#### TO BE DONE:
Render everything from the line containing "Could you kindly segment every instance of the pale" down to the line containing "133], [128, 132]]", both included, as a numbered list with one line per entry. Leave out any blank lines.

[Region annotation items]
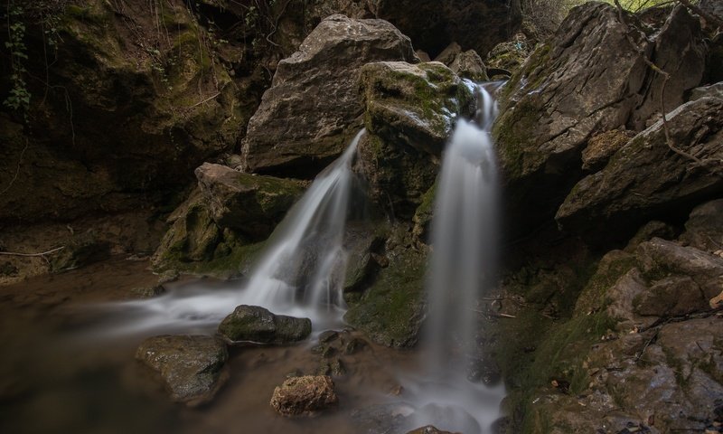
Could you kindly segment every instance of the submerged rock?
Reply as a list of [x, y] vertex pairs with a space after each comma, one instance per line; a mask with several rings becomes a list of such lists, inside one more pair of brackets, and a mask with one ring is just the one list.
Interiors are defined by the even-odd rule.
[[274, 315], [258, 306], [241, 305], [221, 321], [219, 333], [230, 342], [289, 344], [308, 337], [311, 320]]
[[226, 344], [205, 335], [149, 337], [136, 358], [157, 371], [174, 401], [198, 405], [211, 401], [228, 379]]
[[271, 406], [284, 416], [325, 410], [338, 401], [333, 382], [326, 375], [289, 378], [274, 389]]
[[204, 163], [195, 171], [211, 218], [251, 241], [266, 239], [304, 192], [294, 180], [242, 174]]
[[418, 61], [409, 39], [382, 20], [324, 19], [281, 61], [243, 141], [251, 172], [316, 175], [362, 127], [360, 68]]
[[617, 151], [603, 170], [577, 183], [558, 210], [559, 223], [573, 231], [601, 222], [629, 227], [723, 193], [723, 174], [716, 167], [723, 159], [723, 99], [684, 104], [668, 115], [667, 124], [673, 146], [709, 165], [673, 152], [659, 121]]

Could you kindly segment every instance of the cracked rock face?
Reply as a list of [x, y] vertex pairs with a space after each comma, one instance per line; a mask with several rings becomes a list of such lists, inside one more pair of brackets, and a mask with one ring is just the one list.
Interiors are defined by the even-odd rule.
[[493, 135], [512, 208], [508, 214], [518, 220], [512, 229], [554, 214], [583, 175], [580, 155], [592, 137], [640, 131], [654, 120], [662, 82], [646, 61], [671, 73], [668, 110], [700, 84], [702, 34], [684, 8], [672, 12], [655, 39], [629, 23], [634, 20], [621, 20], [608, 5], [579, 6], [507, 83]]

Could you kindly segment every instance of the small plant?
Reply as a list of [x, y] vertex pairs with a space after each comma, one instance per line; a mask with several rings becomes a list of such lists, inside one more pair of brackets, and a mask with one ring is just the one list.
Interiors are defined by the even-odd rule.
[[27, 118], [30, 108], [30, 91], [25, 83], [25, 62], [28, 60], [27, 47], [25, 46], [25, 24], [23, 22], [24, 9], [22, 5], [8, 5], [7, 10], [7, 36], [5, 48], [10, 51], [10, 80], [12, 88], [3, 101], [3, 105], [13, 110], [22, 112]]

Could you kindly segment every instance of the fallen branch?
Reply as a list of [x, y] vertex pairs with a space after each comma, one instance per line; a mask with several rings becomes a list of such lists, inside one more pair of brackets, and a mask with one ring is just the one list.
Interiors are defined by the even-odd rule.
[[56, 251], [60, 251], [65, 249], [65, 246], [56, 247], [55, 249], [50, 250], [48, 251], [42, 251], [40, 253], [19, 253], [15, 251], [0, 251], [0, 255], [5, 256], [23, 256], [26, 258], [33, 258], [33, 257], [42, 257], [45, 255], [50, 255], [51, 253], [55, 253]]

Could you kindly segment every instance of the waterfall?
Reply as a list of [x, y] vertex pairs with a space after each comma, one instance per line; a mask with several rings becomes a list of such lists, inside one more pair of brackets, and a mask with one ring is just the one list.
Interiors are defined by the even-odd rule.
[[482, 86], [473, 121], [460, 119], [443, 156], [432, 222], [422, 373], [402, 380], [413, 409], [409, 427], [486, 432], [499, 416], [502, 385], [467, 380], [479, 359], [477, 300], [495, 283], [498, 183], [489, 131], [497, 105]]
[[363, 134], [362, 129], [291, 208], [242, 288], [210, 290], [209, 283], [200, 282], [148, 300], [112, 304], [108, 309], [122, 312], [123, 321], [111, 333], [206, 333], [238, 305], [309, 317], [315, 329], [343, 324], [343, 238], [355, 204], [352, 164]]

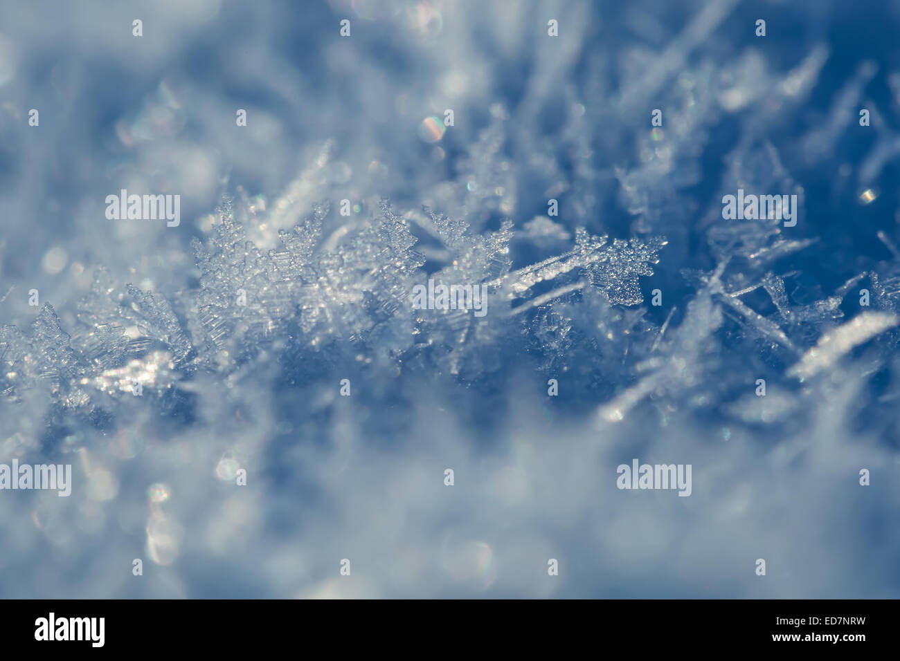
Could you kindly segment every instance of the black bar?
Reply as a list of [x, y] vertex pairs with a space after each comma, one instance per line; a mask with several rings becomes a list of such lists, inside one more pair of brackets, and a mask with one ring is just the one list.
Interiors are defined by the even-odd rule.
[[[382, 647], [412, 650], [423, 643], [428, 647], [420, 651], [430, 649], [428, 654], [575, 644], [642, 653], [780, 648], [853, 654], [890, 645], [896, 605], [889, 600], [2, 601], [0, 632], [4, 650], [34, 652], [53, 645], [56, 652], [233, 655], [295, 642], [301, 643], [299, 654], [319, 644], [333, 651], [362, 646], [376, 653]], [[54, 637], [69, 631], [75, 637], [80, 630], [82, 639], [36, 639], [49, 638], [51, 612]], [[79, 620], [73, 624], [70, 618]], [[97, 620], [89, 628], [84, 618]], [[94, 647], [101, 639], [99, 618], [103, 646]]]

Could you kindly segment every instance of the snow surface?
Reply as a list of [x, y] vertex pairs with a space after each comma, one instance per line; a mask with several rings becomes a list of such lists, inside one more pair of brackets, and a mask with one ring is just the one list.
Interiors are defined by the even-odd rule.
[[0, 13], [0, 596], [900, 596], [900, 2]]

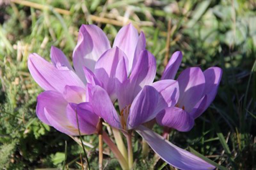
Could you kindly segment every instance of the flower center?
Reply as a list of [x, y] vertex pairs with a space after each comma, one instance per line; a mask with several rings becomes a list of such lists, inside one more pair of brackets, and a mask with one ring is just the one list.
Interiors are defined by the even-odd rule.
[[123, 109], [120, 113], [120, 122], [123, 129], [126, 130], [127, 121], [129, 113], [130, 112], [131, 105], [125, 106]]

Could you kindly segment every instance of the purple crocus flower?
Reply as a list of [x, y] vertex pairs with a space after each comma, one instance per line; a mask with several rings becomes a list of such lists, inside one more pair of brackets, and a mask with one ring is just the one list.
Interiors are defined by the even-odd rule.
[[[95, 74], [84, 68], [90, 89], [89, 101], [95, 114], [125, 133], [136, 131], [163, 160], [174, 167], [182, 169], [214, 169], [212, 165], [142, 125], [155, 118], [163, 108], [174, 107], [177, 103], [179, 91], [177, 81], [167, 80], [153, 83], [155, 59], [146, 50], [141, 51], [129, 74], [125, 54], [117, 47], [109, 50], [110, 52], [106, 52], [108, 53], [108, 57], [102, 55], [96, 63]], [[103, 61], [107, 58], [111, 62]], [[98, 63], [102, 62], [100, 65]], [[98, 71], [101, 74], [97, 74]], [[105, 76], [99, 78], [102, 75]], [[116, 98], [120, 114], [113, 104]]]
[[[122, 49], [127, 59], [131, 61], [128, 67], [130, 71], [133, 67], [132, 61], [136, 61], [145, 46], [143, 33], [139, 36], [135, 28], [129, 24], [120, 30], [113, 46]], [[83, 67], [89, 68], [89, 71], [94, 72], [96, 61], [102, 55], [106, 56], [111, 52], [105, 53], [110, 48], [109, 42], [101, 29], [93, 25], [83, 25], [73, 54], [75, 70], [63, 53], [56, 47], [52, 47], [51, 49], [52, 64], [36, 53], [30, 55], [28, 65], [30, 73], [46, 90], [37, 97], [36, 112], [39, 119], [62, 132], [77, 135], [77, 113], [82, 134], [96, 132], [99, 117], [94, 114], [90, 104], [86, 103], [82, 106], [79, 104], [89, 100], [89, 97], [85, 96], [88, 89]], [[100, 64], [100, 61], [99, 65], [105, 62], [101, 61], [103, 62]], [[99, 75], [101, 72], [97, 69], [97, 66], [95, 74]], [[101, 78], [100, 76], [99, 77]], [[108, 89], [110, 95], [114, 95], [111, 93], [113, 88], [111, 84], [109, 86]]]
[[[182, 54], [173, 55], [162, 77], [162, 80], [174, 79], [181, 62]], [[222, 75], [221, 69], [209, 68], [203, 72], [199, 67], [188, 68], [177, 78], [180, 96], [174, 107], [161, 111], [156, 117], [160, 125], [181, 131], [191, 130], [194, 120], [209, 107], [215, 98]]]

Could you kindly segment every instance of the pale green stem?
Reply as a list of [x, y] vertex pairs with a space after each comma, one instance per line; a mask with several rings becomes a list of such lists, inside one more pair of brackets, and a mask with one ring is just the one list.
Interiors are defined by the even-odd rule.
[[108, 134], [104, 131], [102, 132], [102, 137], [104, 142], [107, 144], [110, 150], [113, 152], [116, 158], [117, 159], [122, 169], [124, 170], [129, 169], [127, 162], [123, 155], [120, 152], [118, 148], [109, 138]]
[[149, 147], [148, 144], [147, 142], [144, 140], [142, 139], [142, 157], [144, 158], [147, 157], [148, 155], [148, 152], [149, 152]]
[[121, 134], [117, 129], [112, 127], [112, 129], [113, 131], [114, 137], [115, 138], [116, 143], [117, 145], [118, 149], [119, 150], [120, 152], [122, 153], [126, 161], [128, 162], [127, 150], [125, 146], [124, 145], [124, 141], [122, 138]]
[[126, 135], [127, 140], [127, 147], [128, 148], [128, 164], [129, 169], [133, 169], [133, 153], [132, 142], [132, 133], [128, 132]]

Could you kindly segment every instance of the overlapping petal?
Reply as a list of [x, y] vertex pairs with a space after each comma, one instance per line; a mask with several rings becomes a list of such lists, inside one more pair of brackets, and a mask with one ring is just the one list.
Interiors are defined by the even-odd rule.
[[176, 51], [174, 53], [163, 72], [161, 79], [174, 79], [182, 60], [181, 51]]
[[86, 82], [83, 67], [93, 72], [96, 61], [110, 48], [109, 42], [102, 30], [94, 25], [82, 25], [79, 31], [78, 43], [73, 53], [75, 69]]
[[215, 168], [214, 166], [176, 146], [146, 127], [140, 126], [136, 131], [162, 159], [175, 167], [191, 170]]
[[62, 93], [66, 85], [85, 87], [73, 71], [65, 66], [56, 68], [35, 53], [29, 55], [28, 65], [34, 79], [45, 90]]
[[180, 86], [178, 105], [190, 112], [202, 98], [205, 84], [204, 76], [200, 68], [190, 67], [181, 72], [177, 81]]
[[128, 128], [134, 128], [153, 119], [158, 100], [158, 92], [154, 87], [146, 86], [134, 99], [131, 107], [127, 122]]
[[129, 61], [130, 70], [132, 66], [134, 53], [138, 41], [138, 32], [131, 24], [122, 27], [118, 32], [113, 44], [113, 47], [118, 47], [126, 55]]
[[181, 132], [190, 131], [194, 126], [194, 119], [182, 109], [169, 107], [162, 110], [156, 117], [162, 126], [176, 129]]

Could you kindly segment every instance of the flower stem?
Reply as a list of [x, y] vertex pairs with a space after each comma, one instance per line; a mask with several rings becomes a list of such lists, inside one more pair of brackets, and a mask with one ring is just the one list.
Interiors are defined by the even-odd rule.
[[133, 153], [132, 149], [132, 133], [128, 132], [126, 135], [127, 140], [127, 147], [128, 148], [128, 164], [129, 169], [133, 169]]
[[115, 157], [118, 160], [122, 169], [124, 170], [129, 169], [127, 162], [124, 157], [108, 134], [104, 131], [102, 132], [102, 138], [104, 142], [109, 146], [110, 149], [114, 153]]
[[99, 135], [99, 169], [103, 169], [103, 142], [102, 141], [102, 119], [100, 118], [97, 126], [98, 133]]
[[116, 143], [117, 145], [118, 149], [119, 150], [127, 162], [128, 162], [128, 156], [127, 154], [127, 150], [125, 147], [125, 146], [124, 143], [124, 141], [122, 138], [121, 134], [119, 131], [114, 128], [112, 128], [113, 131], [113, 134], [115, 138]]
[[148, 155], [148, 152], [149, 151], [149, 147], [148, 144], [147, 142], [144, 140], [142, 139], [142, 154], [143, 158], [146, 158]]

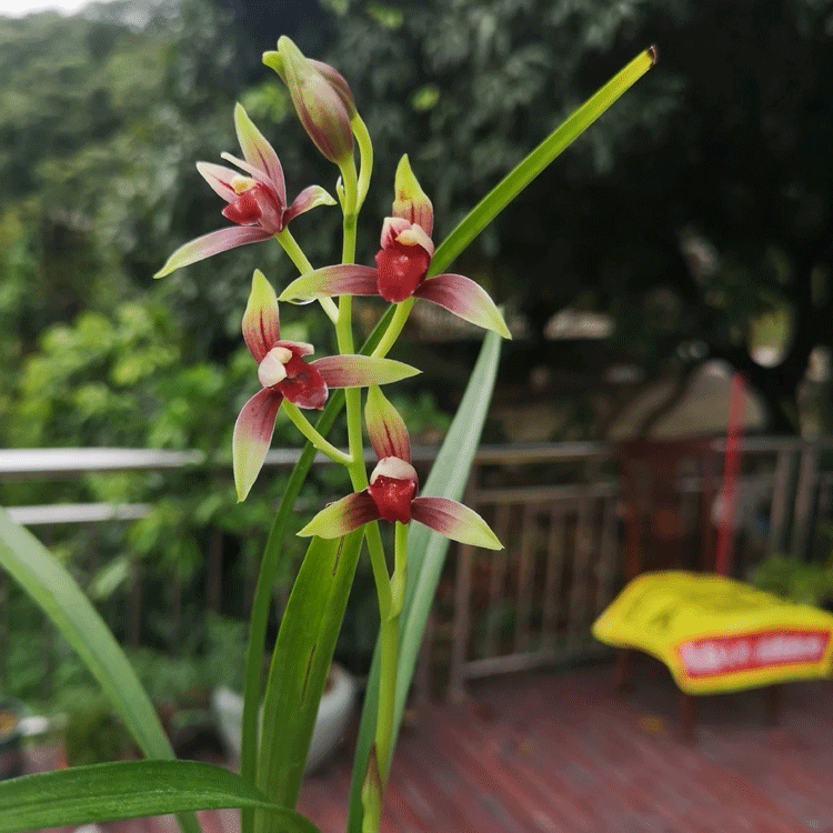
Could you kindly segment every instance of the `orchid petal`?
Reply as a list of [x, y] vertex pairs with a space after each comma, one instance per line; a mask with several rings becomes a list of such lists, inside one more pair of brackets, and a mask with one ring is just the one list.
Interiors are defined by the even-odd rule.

#### COMPLETE RESPONSE:
1. Could you kindly segment every instance of the pale green stem?
2. Reply as a list of [x, y] vertex pairs with a space after each comma, one instance per line; a mask with several rings becomes a list of such lists, inside one more pair of brackets, and a mask with one ring is just the one list.
3. Interiors are defined by the even-odd rule.
4. [[108, 134], [104, 131], [102, 132], [102, 137], [104, 142], [107, 144], [110, 150], [113, 152], [116, 158], [117, 159], [122, 169], [124, 170], [129, 169], [127, 162], [123, 155], [120, 152], [118, 148], [109, 138]]
5. [[149, 147], [148, 144], [147, 142], [144, 140], [142, 139], [142, 157], [144, 158], [147, 157], [148, 155], [148, 152], [149, 152]]
6. [[121, 134], [117, 129], [112, 127], [112, 129], [113, 131], [114, 137], [115, 138], [116, 143], [117, 145], [118, 149], [119, 150], [120, 152], [122, 153], [126, 161], [128, 162], [127, 150], [125, 146], [124, 145], [124, 141], [122, 138]]
7. [[126, 135], [127, 140], [127, 147], [128, 148], [128, 164], [129, 169], [133, 169], [133, 153], [132, 142], [132, 133], [128, 132]]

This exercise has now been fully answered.